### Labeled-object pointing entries
####

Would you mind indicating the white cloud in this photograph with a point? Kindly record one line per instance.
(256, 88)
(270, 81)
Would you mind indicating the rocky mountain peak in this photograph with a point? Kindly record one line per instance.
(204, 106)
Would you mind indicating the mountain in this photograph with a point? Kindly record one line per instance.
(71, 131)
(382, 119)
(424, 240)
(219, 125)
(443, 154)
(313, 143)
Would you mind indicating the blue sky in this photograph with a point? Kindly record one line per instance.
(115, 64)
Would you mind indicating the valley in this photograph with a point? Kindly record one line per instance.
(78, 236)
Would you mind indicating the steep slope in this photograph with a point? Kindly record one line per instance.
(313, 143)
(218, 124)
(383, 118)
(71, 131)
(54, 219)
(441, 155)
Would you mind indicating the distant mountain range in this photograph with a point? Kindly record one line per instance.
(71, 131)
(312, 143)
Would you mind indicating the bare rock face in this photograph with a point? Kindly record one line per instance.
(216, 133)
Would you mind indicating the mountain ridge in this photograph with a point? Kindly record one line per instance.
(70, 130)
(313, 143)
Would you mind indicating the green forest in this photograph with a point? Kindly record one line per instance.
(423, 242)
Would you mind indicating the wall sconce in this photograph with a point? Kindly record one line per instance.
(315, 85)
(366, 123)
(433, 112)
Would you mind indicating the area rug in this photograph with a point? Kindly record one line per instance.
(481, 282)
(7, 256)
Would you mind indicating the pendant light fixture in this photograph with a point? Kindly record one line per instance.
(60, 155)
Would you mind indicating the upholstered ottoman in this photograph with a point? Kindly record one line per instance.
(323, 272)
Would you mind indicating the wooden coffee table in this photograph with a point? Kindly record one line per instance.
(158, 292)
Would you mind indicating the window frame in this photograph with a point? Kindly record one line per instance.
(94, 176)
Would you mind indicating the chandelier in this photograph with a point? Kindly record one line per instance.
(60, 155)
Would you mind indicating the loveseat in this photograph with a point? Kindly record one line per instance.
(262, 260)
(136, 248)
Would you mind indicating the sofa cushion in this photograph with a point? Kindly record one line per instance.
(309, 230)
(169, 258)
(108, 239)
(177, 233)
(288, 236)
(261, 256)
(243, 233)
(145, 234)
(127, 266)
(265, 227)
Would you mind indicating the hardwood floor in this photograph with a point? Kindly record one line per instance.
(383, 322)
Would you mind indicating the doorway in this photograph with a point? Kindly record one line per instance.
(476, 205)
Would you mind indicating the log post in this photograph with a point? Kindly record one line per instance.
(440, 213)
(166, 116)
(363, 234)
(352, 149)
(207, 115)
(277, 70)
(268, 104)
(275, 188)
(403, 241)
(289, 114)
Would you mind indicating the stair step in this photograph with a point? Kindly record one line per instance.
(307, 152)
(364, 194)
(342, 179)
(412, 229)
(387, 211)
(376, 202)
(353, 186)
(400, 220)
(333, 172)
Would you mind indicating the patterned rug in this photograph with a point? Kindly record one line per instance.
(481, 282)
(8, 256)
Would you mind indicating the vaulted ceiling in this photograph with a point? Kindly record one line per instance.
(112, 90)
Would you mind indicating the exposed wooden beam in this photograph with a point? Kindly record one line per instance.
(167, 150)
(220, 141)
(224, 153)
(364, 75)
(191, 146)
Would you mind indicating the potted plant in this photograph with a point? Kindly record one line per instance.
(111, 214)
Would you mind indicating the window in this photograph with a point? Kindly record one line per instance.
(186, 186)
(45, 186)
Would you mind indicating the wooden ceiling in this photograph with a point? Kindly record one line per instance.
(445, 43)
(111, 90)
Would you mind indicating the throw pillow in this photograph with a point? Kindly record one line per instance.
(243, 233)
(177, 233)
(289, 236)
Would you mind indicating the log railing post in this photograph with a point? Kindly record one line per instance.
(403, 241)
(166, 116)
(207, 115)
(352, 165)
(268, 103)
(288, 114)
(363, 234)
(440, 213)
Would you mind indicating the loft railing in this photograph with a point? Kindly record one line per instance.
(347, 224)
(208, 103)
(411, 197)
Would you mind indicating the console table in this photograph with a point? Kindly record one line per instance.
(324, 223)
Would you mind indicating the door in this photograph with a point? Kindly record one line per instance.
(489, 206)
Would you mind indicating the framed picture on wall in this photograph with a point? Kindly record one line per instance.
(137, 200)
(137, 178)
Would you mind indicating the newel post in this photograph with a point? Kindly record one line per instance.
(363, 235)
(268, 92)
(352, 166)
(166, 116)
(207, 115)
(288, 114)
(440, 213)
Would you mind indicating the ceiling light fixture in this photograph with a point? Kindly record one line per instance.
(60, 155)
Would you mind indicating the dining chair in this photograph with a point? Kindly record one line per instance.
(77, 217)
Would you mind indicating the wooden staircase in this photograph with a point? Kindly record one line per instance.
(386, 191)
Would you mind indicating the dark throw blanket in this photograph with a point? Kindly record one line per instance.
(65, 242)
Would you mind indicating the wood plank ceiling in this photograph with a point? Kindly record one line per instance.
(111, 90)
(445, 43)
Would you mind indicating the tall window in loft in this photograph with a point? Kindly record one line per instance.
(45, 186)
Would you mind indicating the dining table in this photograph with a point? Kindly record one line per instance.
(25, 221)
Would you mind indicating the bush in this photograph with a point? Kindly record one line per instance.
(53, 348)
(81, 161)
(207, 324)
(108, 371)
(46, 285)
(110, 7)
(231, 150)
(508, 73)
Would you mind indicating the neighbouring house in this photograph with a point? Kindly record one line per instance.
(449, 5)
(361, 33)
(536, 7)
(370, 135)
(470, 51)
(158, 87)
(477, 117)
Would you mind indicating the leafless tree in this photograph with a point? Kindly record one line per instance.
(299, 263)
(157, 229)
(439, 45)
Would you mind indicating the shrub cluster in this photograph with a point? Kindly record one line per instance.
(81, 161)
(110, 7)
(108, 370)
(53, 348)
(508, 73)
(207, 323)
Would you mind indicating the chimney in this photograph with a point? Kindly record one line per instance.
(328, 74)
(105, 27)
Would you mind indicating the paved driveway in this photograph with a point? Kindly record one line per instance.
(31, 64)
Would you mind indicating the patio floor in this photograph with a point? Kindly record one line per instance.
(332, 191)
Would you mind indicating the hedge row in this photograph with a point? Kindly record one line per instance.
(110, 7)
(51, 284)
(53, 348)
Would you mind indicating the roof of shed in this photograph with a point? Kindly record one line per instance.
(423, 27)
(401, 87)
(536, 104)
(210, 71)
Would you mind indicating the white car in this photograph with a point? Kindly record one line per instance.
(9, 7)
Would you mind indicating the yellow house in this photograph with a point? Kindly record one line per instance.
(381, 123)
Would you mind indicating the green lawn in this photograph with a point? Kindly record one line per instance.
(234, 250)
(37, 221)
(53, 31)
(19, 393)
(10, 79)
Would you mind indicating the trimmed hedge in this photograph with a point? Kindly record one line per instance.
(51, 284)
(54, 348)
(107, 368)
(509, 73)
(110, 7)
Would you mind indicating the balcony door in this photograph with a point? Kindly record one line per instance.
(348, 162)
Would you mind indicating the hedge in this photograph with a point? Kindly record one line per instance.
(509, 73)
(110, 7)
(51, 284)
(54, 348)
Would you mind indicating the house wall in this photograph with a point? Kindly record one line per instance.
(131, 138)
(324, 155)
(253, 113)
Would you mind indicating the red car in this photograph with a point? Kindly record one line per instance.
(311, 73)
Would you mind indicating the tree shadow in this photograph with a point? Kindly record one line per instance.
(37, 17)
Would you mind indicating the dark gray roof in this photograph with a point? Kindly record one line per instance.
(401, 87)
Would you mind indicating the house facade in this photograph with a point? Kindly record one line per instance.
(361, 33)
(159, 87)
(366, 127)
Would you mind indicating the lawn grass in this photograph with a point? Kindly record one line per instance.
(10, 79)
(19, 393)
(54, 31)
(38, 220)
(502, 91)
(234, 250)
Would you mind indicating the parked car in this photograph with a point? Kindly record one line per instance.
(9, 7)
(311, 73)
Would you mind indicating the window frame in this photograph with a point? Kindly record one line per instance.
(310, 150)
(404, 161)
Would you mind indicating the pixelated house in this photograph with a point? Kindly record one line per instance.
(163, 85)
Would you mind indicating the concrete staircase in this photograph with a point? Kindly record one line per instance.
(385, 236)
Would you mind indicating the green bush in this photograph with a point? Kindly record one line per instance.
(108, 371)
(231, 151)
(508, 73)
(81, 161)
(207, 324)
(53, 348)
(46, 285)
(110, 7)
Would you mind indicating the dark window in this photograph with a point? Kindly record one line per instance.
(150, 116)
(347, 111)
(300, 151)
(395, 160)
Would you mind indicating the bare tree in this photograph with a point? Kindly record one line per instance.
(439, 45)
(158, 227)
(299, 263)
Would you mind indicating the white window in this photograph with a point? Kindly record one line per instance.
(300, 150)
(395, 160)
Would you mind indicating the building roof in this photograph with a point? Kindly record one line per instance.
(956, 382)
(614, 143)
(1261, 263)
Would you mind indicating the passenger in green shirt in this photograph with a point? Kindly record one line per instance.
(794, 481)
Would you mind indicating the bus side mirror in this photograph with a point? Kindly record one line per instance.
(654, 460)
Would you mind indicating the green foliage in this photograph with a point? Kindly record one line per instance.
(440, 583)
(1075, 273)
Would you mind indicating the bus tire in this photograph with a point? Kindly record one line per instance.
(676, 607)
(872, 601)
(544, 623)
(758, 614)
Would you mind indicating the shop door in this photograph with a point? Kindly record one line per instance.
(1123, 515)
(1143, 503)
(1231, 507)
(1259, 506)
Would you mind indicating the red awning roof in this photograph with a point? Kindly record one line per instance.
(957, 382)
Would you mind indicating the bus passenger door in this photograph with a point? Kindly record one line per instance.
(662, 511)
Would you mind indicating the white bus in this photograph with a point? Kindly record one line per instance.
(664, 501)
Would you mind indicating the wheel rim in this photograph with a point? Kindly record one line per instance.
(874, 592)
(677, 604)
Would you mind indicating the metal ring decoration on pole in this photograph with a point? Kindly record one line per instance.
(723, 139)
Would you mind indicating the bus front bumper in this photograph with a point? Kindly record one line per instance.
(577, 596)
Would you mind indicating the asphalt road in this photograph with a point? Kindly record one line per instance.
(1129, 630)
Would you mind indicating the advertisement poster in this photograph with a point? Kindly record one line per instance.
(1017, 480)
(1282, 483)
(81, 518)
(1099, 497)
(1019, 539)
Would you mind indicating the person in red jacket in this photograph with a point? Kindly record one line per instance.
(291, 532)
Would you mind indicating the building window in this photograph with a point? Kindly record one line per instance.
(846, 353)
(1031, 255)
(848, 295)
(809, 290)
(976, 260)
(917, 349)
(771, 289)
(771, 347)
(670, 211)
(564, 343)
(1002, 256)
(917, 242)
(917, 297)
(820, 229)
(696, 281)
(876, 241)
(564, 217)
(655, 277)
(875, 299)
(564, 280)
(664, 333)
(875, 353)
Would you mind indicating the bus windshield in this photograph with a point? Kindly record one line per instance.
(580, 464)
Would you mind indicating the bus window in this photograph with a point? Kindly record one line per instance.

####

### Aim of the task
Write out exactly the lines from the line holding "Would you mind indicating the bus tire" through the last line of the data, and nothing besides those lines.

### Exercise result
Would you mind indicating the bus tire in this photograph with a point? Kindly record one line per instance.
(676, 607)
(872, 601)
(544, 623)
(758, 614)
Would you mind indicating the shop door in this photograph with a point? Kindly record one line per instance.
(1123, 515)
(1143, 503)
(1231, 507)
(1259, 506)
Would you mind indicating the red awning roof in this photograph with a point? Kindly record one line per instance.
(957, 382)
Would you mind indicating the bus passenger door in this photograph with a point? Kindly record one line per instance.
(662, 511)
Would you mind indicating the white bus in this photograph with a point? Kindly record one line per instance.
(664, 501)
Would you mind indicating the wheel rim in this photograph with a point? Kindly record one line per instance.
(874, 592)
(677, 604)
Would you mind indicating the metal ring decoration on pole in this photograph with a point? Kindly record one line per instance.
(723, 139)
Would you mind indicating the bus front bumper in this photograph with a point? Kindly record one line per instance.
(577, 596)
Would you mind indicating the asphalt road in this photograph with a point? Kindly record one line per instance.
(1129, 630)
Would you mind indicating the advertisement poster in this photograph with a point? Kindly record one line per instance.
(1017, 480)
(1282, 483)
(81, 518)
(1099, 497)
(1019, 539)
Would you mind indicating the person in red jacket in this photograph with a point? Kindly record one line per instance.
(291, 532)
Would you mind indicating the building window in this photograph with a point? Kindly record one line per instance.
(846, 353)
(1031, 255)
(848, 295)
(809, 290)
(976, 260)
(917, 349)
(771, 289)
(771, 347)
(670, 211)
(564, 343)
(1002, 256)
(917, 242)
(917, 297)
(820, 229)
(696, 281)
(876, 241)
(564, 217)
(655, 277)
(875, 299)
(564, 280)
(664, 333)
(875, 353)
Would you mind indicating the bus windshield in this photograph with a point? Kindly record one line per instance.
(580, 464)
Would you mind indicating the bus window in this photograph with a point? Kindly record one line per instance.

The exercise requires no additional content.